> [Exercise task]
Reproduce the listing below verbatim, from its very first line through the line containing "point(100, 128)", including that line, and nothing further.

> [Source data]
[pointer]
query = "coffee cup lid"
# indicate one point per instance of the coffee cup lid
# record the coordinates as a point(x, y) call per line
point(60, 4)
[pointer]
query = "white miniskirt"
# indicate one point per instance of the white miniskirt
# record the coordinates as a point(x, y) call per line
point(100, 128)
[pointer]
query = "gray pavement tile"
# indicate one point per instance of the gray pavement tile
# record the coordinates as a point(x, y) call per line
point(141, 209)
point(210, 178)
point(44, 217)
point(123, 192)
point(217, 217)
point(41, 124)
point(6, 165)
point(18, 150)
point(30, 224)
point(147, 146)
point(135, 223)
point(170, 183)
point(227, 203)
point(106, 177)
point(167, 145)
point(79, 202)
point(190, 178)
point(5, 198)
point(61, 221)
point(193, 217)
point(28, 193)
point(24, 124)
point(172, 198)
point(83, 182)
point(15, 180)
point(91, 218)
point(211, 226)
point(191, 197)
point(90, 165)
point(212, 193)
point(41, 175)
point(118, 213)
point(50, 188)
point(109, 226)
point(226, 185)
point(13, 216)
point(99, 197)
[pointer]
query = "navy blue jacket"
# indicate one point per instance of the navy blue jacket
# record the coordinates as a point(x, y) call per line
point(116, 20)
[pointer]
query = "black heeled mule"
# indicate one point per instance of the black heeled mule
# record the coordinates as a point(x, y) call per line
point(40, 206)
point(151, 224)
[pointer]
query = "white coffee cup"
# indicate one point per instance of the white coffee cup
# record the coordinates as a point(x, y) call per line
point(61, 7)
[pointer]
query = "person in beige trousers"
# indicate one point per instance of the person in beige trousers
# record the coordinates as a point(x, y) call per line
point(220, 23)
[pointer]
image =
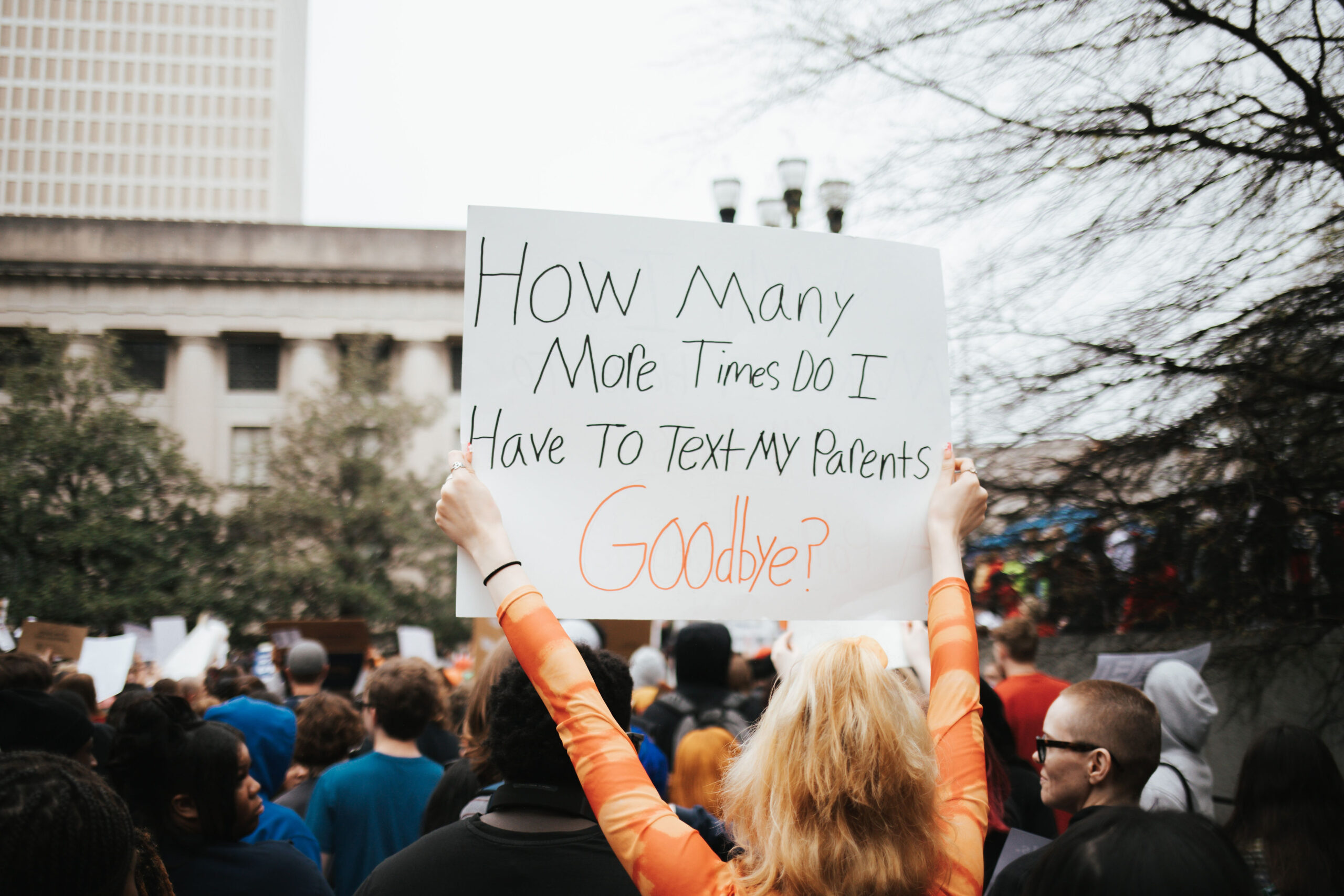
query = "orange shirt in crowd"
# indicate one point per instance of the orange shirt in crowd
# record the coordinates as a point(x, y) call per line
point(1026, 700)
point(666, 858)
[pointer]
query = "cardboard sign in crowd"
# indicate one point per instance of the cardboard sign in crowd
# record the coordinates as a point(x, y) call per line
point(705, 421)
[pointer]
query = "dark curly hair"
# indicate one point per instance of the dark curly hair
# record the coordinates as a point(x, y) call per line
point(406, 693)
point(328, 730)
point(25, 671)
point(62, 830)
point(164, 750)
point(523, 742)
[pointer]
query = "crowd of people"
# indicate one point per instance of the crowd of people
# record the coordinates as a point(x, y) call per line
point(562, 767)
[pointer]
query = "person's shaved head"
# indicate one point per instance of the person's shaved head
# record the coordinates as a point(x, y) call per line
point(1122, 721)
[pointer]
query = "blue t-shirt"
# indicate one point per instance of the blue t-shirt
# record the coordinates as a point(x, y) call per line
point(281, 823)
point(365, 810)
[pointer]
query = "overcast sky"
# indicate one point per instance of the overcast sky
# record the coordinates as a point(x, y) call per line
point(420, 108)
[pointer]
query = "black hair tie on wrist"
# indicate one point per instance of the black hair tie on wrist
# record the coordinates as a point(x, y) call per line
point(511, 563)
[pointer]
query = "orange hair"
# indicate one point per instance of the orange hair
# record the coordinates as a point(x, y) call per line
point(702, 758)
point(836, 789)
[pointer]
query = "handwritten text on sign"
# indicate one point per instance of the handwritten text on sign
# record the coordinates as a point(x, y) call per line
point(705, 421)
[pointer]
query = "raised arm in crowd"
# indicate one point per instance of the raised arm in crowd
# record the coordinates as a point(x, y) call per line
point(844, 786)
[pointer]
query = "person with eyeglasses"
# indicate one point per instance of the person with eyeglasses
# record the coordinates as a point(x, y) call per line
point(1100, 743)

> [Answer to this problem]
[pointer]
query = "coffee cup lid"
# indicate one point per instance of the coffee cup lid
# record the coordinates as a point(x, y) call per line
point(60, 4)
[pointer]
query = "white miniskirt"
# indicate one point per instance of the white miniskirt
# record the coordinates as a point(x, y) call per line
point(100, 128)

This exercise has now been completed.